**Quoted text:**
Eventually, you will note that that schema-"less" design is too constrained / liberal. For the same reason you note that use all the time hash tables is not as good. You need arrays, and objects, and list, and records, etc.

And you noted that some operations start to repeat themselves. Will be nice if that become abstracted? Right?

And you will noted later that provide reliable results is very hard, specially if things are out-of-order, multi-thread, multi-process, etc.. Will be nice that that become abstracted, right?

And then you can do all that yourself, in your language of choice. And is fine!

But later, you will need to use another language. Now, you need to repeat all that effort AGAIN. Will be nice if you use something like all that about micro-services and stuff, and put the hard-part isolated and caring about that, and you can freely mix-match tech as you see fit?

But then, you do all this, and you MISS THE DAMM SIMPLICITY OF A KV STORE!. How nice will be if exist a model, let's call it relational, that not only can model a KV store, but much MUCH MUCH more!

TADA! You have reinvented a RDBMS!


If you think of your database as a loosely constrained document storage - then yes, postgres is worse than mongo.

But, if you think of your database as a single source of truth, then I almost can't imagine any reason to use mongo[1]. Without ACID transactions it is your problem to enforce all those pesky constraints across your whole codebase and data storage. And that work is HARD.

For instance. I once had to implement a simple scheduling app. Basically, if worker A was scheduled to work from 2017-04-30T18:00:00 to 2017-04-30T18:30:00, then there can't be any overlapping schedule item for said worker. I guess you can do something like a two-phase commit with mongo, but I used a tsrange[1] and an exclusion constraint, and got everything almost for free.

[1] Well, AFAIK mongo has better sharding. For now :)

[2] https://www.postgresql.org/docs/9.6/static/rangetypes.html

[3] https://www.postgresql.org/docs/9.0/static/ddl-constraints.h...


The downvoting is because you can have tables with single jsonb columns without schemas - call them "collections" and pretty much end up with a faster mongo up to having to fiddle a bit more with replication/sharding.

No one is making you enforce schemas with PostgreSQL if you work this way.

As for enforcements - there are things that are _impossible_ to enforce at an application level for atomicity reasons - for example - if you have a `users` table and you can't have duplicate email addresses - you'd need the operation "check if a user with the said email exists, if it does - return it, if it doesn't create it and return it" - PostgreSQL can do this easily, which prevents duplicate entries - Mongo - not so easily (see the "two phase commit" docs for how to simulate transactions).


> check if a user with the said email exists, if it does - return it, if it doesn't create it and return it" ... Mongo - not so easily

Can't you easily do it with upsert in Mongo?


Yep. Put an unique index on the collection too.


I'm not sure that it's that simple in practice. MongoDB may fail to provide the same guarantees that Postgres UPSERT does, if not in theory then at least in practice. In other words, it seems like retrying within client code is necessary when the Wired Tiger storage engine happens to be in use: https://stackoverflow.com/questions/29305405/mongodb-impossi...


There's a wide variety of reasons to want the schema in the database, and schemas are so valuable that even our good friends at Google decoded to add database level schemas to their massively distributed data stores.

**The task:** Could you revise the database discussion, starting at "But then, you" and ending after "work is HARD.", so that "single source of truth" reads "authoritative record" instead?

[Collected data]
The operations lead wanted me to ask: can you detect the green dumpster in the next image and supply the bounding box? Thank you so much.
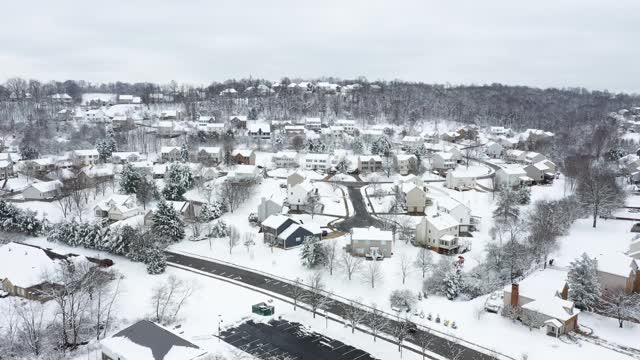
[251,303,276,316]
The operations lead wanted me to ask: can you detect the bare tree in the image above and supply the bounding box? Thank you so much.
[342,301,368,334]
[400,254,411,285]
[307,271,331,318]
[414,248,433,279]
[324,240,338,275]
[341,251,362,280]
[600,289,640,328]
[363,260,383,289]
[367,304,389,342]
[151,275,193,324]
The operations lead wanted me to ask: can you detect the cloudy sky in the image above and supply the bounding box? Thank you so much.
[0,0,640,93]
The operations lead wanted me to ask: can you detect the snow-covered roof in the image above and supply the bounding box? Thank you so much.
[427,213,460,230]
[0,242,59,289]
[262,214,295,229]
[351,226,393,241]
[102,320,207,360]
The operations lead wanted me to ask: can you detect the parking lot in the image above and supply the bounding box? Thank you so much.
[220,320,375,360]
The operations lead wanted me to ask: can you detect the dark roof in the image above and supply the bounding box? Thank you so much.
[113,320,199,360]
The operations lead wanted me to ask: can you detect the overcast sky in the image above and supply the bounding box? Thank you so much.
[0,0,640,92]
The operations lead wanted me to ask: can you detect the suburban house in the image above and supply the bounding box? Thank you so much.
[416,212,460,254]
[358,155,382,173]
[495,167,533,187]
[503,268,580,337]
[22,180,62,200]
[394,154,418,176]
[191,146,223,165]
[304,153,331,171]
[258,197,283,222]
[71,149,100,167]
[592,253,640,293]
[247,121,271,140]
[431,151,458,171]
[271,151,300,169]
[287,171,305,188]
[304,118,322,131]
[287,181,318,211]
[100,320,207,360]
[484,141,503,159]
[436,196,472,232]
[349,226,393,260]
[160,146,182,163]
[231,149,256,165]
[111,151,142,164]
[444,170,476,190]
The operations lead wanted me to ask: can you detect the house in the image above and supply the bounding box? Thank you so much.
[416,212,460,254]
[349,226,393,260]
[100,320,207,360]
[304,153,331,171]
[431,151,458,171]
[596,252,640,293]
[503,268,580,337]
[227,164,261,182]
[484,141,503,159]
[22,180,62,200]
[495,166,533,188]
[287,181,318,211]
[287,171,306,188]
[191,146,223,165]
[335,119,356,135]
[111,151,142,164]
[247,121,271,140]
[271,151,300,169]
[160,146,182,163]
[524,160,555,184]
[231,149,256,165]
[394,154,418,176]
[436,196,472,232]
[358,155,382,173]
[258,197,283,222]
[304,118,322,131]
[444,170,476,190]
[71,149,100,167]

---

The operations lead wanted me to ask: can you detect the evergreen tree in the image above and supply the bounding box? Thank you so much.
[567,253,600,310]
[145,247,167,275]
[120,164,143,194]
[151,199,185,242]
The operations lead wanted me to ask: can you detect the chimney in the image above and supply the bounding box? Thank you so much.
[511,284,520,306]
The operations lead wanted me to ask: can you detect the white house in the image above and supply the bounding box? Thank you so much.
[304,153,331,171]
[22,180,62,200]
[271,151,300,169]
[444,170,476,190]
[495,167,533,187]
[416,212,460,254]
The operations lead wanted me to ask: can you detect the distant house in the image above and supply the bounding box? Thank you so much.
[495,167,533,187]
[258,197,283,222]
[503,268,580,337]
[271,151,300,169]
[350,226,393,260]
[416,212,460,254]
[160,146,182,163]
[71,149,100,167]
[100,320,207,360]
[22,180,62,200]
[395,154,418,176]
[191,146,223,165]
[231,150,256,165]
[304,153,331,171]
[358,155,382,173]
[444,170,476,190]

**Written solution:**
But then, you do all this, and you MISS THE DAMM SIMPLICITY OF A KV STORE!. How nice will be if exist a model, let's call it relational, that not only can model a KV store, but much MUCH MUCH more!

TADA! You have reinvented a RDBMS!


If you think of your database as a loosely constrained document storage - then yes, postgres is worse than mongo.

But, if you think of your database as a authoritative record, then I almost can't imagine any reason to use mongo[1]. Without ACID transactions it is your problem to enforce all those pesky constraints across your whole codebase and data storage. And that work is HARD.